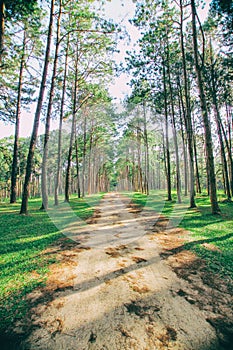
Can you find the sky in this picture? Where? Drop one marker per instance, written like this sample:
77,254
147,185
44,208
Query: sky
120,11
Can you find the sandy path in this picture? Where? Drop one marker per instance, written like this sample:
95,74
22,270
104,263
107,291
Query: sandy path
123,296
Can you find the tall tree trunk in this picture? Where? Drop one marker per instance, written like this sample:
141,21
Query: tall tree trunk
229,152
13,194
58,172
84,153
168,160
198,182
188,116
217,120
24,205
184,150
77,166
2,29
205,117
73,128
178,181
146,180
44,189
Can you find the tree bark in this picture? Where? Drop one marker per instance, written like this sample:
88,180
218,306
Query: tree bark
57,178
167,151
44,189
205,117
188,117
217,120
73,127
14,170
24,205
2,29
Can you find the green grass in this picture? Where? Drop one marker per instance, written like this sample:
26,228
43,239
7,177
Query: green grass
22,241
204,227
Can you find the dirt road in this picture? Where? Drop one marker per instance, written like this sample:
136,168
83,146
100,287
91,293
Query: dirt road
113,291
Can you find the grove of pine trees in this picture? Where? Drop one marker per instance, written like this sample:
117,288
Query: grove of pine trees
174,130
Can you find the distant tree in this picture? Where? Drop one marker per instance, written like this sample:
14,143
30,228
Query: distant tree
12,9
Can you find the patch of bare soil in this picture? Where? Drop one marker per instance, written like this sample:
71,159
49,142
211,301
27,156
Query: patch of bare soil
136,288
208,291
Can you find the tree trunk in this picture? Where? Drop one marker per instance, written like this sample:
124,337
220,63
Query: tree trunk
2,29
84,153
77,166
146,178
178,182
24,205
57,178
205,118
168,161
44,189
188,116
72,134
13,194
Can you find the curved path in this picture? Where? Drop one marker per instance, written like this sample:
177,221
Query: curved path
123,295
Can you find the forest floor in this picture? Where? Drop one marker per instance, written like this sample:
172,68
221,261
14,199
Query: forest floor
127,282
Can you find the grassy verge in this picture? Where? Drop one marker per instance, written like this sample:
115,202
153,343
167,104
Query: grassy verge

++++++

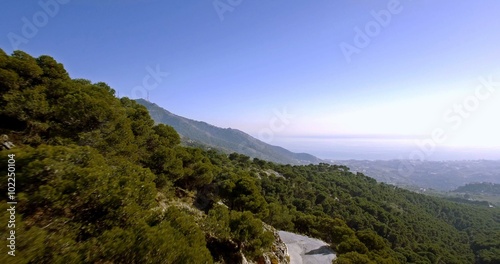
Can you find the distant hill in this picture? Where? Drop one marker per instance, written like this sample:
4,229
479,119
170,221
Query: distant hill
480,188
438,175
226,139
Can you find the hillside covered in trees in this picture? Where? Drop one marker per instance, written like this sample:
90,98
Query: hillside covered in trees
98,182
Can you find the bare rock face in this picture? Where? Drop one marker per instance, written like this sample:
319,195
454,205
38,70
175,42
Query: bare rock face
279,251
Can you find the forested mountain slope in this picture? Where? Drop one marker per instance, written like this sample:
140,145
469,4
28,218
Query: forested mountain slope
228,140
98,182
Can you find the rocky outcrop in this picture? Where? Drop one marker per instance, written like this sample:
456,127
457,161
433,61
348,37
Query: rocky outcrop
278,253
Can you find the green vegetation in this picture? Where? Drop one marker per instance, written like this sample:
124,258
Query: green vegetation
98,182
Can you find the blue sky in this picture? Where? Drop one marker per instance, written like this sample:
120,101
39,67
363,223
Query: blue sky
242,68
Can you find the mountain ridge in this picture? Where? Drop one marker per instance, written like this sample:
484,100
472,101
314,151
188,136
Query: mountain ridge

++++++

Rewrite the records as a JSON list of strings with one string per line, starting at the line with "Can you find the rocky" and ending at the line with "Query: mountain ridge", both included, and leaving out any blank lines.

[
  "Can you find the rocky outcrop in this picture? Where? Drop one marker per instance, written like this sample:",
  "456,127",
  "457,161",
  "433,61",
  "348,37",
  "Query: rocky outcrop",
  "278,253",
  "Can you find the green vegetation in this picture? Where? Drop one marker per instance, written like this sample:",
  "124,258",
  "Query: green vegetation",
  "98,182",
  "Can you find the blue sky in this picture? Where? Drop one marker per instance, written like this sample:",
  "120,101",
  "39,67",
  "363,223",
  "Query: blue sky",
  "242,68",
  "Can you find the mountain ridge in this picture? Where? Drop one marker per instance, written like this sample:",
  "484,100",
  "472,101",
  "314,151",
  "188,136",
  "Query: mountain ridge"
]